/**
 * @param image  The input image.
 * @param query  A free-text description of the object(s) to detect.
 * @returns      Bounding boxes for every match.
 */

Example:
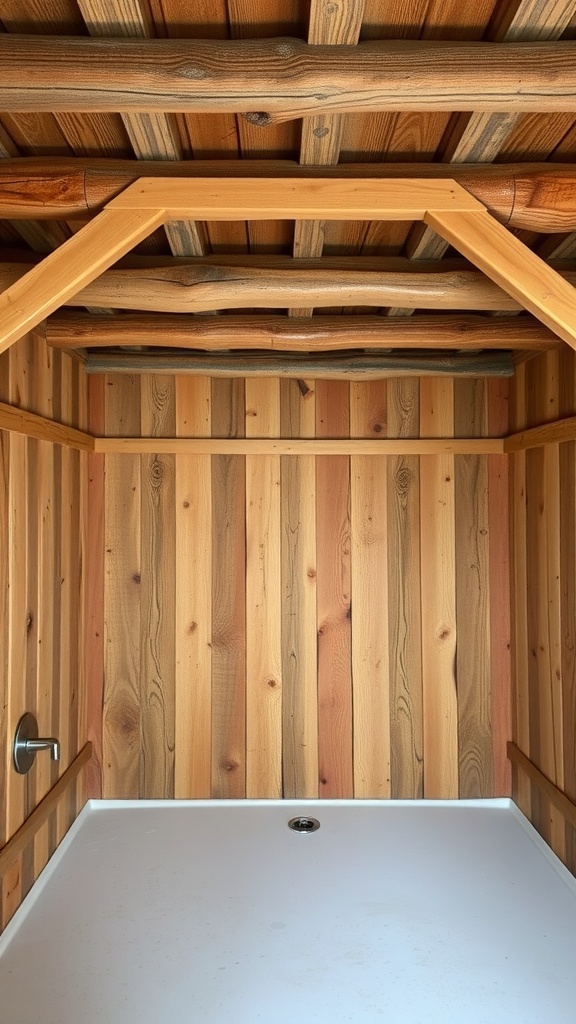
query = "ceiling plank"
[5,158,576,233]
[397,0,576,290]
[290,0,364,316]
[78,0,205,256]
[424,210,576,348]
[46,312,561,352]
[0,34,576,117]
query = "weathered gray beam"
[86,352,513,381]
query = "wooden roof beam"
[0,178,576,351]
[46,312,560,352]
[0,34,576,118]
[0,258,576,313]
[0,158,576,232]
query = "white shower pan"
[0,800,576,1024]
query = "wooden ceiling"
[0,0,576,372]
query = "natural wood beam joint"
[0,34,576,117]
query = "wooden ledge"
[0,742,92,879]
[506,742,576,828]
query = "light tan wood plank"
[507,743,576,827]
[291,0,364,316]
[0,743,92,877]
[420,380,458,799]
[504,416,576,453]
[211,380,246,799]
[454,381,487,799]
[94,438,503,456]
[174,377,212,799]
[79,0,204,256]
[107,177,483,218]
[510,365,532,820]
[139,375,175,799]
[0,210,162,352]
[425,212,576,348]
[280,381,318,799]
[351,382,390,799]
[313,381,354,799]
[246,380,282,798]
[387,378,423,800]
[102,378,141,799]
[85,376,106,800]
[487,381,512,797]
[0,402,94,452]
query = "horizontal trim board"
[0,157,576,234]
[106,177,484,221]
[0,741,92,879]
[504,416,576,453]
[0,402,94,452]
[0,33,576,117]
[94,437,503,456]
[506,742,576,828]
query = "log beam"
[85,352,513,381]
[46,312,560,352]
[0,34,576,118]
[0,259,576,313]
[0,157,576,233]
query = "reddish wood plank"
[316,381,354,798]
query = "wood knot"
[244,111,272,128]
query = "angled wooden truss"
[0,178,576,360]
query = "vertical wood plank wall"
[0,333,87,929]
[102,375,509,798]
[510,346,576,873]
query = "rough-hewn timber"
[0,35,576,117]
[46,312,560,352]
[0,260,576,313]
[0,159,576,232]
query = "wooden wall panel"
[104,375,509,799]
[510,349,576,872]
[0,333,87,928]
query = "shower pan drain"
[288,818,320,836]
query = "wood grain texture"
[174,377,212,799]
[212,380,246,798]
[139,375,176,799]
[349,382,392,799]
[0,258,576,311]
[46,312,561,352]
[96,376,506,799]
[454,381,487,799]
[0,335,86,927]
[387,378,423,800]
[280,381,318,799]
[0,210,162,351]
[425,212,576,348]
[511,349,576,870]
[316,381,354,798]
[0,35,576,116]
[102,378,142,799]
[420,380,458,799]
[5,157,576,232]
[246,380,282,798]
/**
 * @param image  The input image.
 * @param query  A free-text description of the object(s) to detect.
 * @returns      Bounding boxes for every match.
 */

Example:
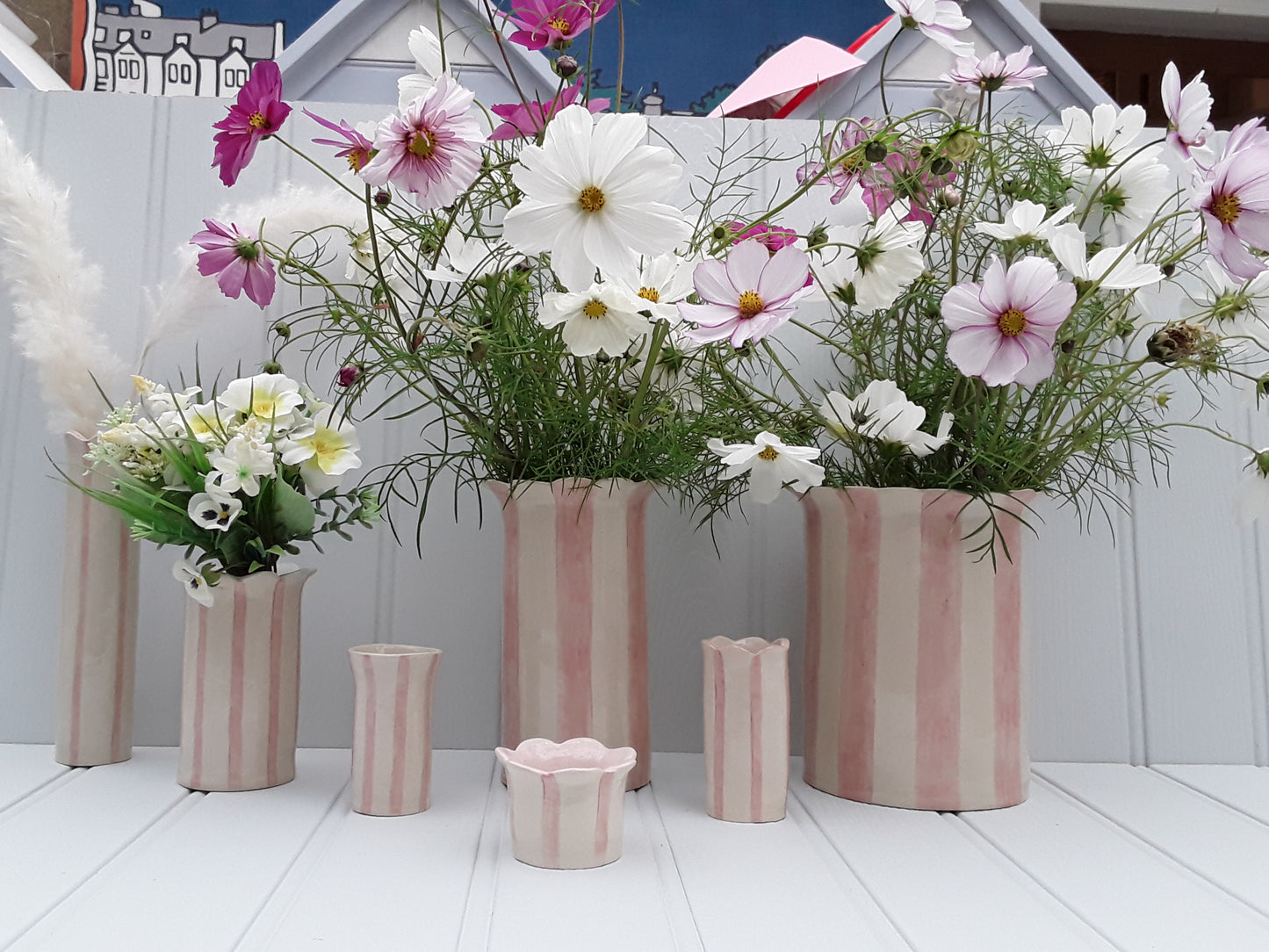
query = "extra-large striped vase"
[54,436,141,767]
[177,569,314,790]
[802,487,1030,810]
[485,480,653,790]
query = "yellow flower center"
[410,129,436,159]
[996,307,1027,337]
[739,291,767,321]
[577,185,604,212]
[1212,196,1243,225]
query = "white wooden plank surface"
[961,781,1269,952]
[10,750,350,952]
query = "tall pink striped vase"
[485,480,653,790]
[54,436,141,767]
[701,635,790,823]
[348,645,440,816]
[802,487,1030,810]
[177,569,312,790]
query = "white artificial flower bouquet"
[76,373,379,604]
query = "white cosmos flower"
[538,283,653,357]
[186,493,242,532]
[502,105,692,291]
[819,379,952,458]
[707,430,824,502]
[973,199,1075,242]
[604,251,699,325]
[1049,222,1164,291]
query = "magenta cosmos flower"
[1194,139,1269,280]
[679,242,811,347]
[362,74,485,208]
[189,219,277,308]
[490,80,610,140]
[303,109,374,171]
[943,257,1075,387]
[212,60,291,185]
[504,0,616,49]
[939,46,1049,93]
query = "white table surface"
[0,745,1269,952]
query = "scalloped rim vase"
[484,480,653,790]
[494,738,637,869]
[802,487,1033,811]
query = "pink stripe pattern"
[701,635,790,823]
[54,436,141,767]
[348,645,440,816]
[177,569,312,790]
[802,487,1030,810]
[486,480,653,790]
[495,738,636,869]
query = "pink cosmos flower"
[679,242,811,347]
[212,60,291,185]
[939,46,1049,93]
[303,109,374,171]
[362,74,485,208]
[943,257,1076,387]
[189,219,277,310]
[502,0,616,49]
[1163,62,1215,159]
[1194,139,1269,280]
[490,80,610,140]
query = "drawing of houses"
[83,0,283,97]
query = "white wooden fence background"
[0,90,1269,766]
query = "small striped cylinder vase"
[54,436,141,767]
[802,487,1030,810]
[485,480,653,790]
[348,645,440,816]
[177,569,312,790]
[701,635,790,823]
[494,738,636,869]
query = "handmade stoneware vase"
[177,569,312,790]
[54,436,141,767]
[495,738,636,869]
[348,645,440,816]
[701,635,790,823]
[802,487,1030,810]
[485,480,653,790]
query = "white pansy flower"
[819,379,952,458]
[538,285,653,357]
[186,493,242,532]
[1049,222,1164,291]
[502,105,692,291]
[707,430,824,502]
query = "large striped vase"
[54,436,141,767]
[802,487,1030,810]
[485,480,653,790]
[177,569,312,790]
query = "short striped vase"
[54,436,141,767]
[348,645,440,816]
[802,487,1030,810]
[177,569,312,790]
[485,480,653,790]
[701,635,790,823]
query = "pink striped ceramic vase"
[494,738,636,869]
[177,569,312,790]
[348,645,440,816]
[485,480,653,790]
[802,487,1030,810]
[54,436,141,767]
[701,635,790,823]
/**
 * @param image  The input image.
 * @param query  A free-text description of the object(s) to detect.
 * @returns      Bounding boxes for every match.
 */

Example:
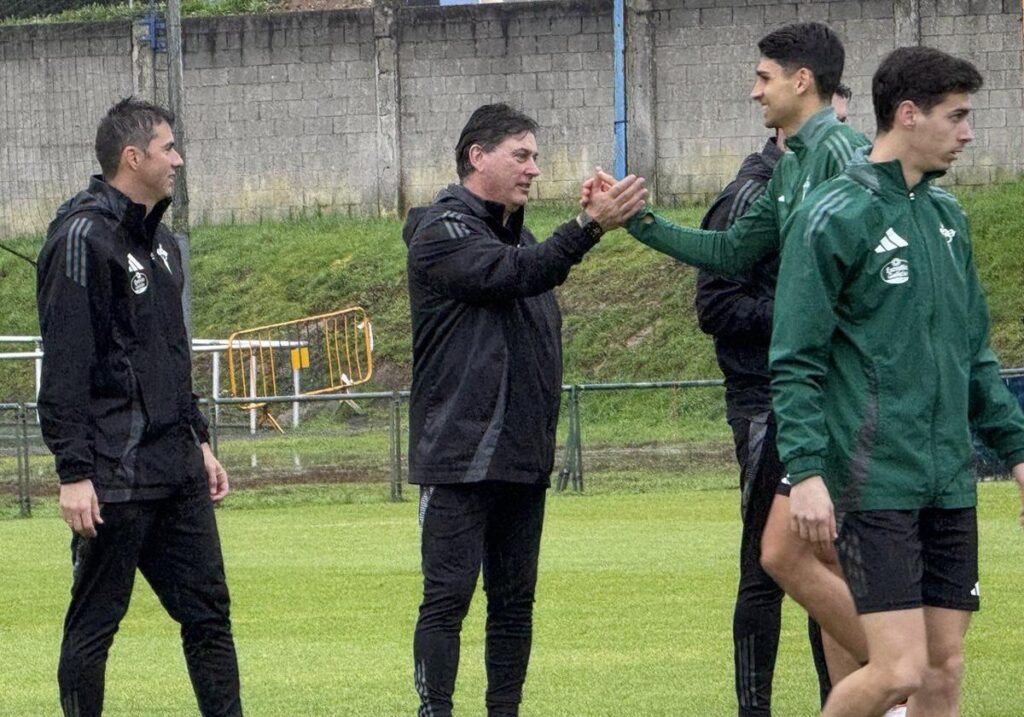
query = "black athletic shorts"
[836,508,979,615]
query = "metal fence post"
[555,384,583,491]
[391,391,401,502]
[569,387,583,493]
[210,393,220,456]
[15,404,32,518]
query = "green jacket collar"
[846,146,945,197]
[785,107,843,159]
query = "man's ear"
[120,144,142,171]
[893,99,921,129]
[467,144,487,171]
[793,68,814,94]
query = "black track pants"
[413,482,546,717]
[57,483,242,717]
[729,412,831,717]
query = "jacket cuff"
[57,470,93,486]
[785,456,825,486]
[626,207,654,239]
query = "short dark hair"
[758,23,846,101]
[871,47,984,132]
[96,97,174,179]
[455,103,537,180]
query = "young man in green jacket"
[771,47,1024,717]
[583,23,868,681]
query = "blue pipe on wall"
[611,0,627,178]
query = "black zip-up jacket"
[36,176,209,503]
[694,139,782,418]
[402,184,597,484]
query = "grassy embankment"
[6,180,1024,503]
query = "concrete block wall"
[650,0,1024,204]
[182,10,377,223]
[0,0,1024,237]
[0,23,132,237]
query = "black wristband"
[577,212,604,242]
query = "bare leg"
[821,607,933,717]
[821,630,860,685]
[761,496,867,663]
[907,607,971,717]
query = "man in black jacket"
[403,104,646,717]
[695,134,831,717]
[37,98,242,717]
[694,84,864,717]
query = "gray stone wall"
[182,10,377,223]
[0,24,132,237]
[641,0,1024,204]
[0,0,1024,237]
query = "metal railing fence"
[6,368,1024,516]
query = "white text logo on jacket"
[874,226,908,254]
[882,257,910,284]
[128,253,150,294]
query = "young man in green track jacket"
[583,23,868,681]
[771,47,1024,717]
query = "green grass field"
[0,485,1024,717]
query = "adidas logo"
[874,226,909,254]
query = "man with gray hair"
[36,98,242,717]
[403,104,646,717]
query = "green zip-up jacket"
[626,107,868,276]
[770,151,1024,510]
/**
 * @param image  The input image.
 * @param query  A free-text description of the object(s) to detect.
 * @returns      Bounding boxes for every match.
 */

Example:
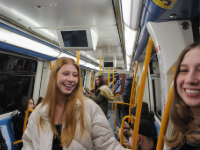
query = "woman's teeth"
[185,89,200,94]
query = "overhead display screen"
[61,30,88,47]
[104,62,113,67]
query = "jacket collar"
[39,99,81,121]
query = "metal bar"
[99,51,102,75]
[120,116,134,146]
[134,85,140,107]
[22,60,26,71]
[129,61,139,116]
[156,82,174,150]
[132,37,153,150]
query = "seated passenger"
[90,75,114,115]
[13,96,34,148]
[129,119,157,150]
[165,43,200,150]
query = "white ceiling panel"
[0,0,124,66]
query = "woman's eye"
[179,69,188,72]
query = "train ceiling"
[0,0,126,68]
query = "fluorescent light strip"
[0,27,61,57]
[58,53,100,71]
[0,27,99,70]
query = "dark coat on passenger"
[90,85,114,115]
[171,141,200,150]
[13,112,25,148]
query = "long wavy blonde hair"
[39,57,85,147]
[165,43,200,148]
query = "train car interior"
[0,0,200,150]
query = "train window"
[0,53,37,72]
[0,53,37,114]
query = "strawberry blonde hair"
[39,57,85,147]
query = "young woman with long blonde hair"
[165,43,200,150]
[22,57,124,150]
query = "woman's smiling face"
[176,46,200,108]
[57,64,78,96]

-.-.-

> Requirement: List every line in the items above that contains the word "cosmos".

> Exercise result:
query = "white cosmos flower"
query = "magenta cosmos flower"
query = "pink cosmos flower"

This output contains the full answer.